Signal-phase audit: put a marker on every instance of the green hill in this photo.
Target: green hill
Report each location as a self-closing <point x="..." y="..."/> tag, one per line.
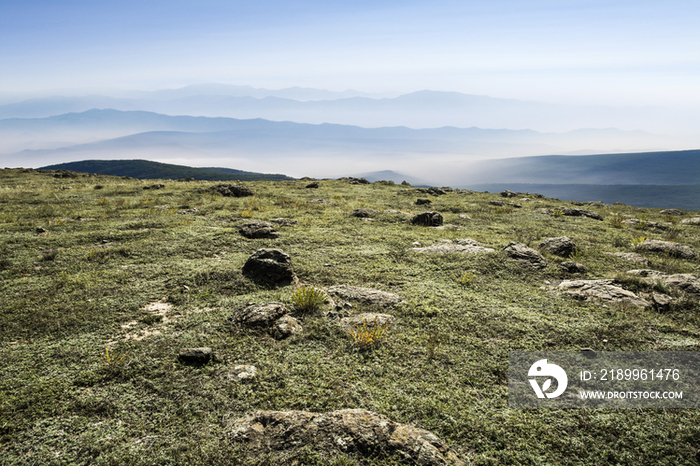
<point x="145" y="169"/>
<point x="105" y="284"/>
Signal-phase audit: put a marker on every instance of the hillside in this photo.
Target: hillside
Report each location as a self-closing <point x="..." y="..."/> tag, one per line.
<point x="107" y="289"/>
<point x="146" y="169"/>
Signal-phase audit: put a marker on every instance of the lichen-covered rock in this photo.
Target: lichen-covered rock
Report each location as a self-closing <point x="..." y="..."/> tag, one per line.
<point x="270" y="267"/>
<point x="668" y="247"/>
<point x="366" y="296"/>
<point x="559" y="246"/>
<point x="427" y="219"/>
<point x="601" y="291"/>
<point x="356" y="431"/>
<point x="524" y="254"/>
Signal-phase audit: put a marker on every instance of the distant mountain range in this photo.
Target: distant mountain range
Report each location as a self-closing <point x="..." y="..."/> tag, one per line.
<point x="146" y="170"/>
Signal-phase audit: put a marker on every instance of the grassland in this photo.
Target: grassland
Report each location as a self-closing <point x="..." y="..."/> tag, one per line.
<point x="110" y="249"/>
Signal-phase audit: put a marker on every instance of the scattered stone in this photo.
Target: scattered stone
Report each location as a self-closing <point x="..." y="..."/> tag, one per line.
<point x="630" y="256"/>
<point x="573" y="267"/>
<point x="356" y="431"/>
<point x="676" y="212"/>
<point x="259" y="315"/>
<point x="363" y="213"/>
<point x="601" y="291"/>
<point x="271" y="267"/>
<point x="655" y="225"/>
<point x="522" y="253"/>
<point x="258" y="230"/>
<point x="242" y="372"/>
<point x="464" y="246"/>
<point x="668" y="247"/>
<point x="560" y="246"/>
<point x="427" y="219"/>
<point x="688" y="282"/>
<point x="231" y="190"/>
<point x="285" y="222"/>
<point x="661" y="302"/>
<point x="285" y="327"/>
<point x="367" y="296"/>
<point x="196" y="355"/>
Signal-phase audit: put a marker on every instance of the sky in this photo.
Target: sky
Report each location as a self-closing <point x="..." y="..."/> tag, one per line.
<point x="614" y="52"/>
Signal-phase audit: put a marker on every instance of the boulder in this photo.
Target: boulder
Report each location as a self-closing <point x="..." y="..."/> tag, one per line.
<point x="196" y="355"/>
<point x="603" y="291"/>
<point x="427" y="219"/>
<point x="270" y="267"/>
<point x="232" y="190"/>
<point x="573" y="267"/>
<point x="285" y="327"/>
<point x="366" y="296"/>
<point x="259" y="315"/>
<point x="258" y="230"/>
<point x="463" y="246"/>
<point x="667" y="247"/>
<point x="560" y="246"/>
<point x="524" y="254"/>
<point x="355" y="431"/>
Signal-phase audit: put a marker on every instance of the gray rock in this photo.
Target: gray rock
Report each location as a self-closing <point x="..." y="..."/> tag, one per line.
<point x="270" y="267"/>
<point x="232" y="190"/>
<point x="573" y="267"/>
<point x="464" y="246"/>
<point x="285" y="327"/>
<point x="630" y="256"/>
<point x="259" y="315"/>
<point x="367" y="296"/>
<point x="601" y="291"/>
<point x="196" y="355"/>
<point x="354" y="431"/>
<point x="427" y="219"/>
<point x="560" y="246"/>
<point x="524" y="254"/>
<point x="668" y="247"/>
<point x="258" y="230"/>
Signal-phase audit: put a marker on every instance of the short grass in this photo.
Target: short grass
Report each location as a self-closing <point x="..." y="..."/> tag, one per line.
<point x="110" y="249"/>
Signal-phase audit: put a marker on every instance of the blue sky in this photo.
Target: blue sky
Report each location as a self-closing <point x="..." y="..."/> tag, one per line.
<point x="565" y="51"/>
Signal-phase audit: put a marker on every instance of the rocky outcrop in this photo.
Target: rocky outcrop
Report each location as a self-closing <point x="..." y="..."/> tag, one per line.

- - - - - - -

> _EXERCISE TASK_: Rewrite every line of the records above as a numbered list, skipping blank lines and leaving out the pictures.

> _TASK RESULT_:
1. Signal-phase audit: put a marker on every instance of the green hill in this photo.
2. Target: green hill
3. Report each location as a self-closing <point x="..." y="..."/> tag, one per line.
4. <point x="145" y="169"/>
5. <point x="105" y="284"/>
6. Signal-phase audit: put a marker on every instance of the hillside in this photo.
7. Target: hillside
8. Report each location as a self-closing <point x="..." y="..."/> tag, one per line.
9. <point x="107" y="289"/>
10. <point x="146" y="169"/>
11. Signal-phase audit: put a marker on every instance of the lichen-covered rock in this photo.
12. Target: lichen-covered rock
13. Report each location as a self-closing <point x="..." y="..."/> tag, one per line.
14. <point x="270" y="267"/>
15. <point x="668" y="247"/>
16. <point x="366" y="296"/>
17. <point x="559" y="246"/>
18. <point x="427" y="219"/>
19. <point x="601" y="291"/>
20. <point x="356" y="431"/>
21. <point x="524" y="254"/>
22. Signal-phase audit: put a marker on every instance of the distant mountain range in this photo.
23. Target: distant mountain range
24. Report each location as a self-closing <point x="..." y="..."/> tag, one per line.
25. <point x="146" y="170"/>
26. Signal-phase audit: put a marker on every instance of the grassland in this photo.
27. Target: grassland
28. Report each location as a self-closing <point x="..." y="..."/> tag, one per line.
29. <point x="110" y="249"/>
30. Signal-phase audit: put a marker on every instance of the scattered stone in this photo.
31. Target: scattered stone
32. Report each location as a self-closing <point x="..." y="..."/> tag, one per line.
33. <point x="630" y="256"/>
34. <point x="573" y="267"/>
35. <point x="356" y="431"/>
36. <point x="676" y="212"/>
37. <point x="259" y="315"/>
38. <point x="363" y="213"/>
39. <point x="601" y="291"/>
40. <point x="271" y="267"/>
41. <point x="655" y="225"/>
42. <point x="522" y="253"/>
43. <point x="258" y="230"/>
44. <point x="242" y="372"/>
45. <point x="464" y="246"/>
46. <point x="668" y="247"/>
47. <point x="560" y="246"/>
48. <point x="427" y="219"/>
49. <point x="688" y="282"/>
50. <point x="231" y="190"/>
51. <point x="285" y="222"/>
52. <point x="661" y="302"/>
53. <point x="285" y="327"/>
54. <point x="367" y="296"/>
55. <point x="196" y="355"/>
56. Signal-phase audit: put a marker on every instance of the sky in this photo.
57. Target: sky
58. Report each location as a self-closing <point x="..." y="..."/> tag, one per line.
59. <point x="614" y="52"/>
60. Signal-phase audit: put a marker on every instance of the boulder in this photo.
61. Target: boulder
62. Report each location as a self-closing <point x="..." y="..."/> tag, one per line.
63. <point x="196" y="355"/>
64. <point x="603" y="291"/>
65. <point x="427" y="219"/>
66. <point x="270" y="267"/>
67. <point x="232" y="190"/>
68. <point x="573" y="267"/>
69. <point x="285" y="327"/>
70. <point x="366" y="296"/>
71. <point x="259" y="315"/>
72. <point x="258" y="230"/>
73. <point x="463" y="246"/>
74. <point x="667" y="247"/>
75. <point x="560" y="246"/>
76. <point x="524" y="254"/>
77. <point x="355" y="431"/>
78. Signal-phase audit: put a marker on every instance of the gray rock in this photo.
79. Target: gray rock
80. Report each location as a self-closing <point x="..." y="..."/> tag, one per line.
81. <point x="270" y="267"/>
82. <point x="232" y="190"/>
83. <point x="573" y="267"/>
84. <point x="464" y="246"/>
85. <point x="285" y="327"/>
86. <point x="630" y="256"/>
87. <point x="259" y="315"/>
88. <point x="367" y="296"/>
89. <point x="601" y="291"/>
90. <point x="196" y="355"/>
91. <point x="354" y="431"/>
92. <point x="427" y="219"/>
93. <point x="560" y="246"/>
94. <point x="524" y="254"/>
95. <point x="668" y="247"/>
96. <point x="258" y="230"/>
97. Signal-phase audit: put a marker on every instance of the short grass in this photo.
98. Target: short grass
99. Report each location as a self-closing <point x="..." y="..."/> tag, one per line.
100. <point x="110" y="249"/>
101. Signal-phase audit: put a marker on every instance of the blue sky in this photo.
102. Target: blue sky
103. Report each location as a self-closing <point x="..." y="..."/> tag, one per line.
104. <point x="565" y="51"/>
105. Signal-phase audit: put a marker on every instance of the rocky outcrop in this photo.
106. Target: rocky outcrop
107. Report each location as a self-closing <point x="..." y="..."/> tag, one per line.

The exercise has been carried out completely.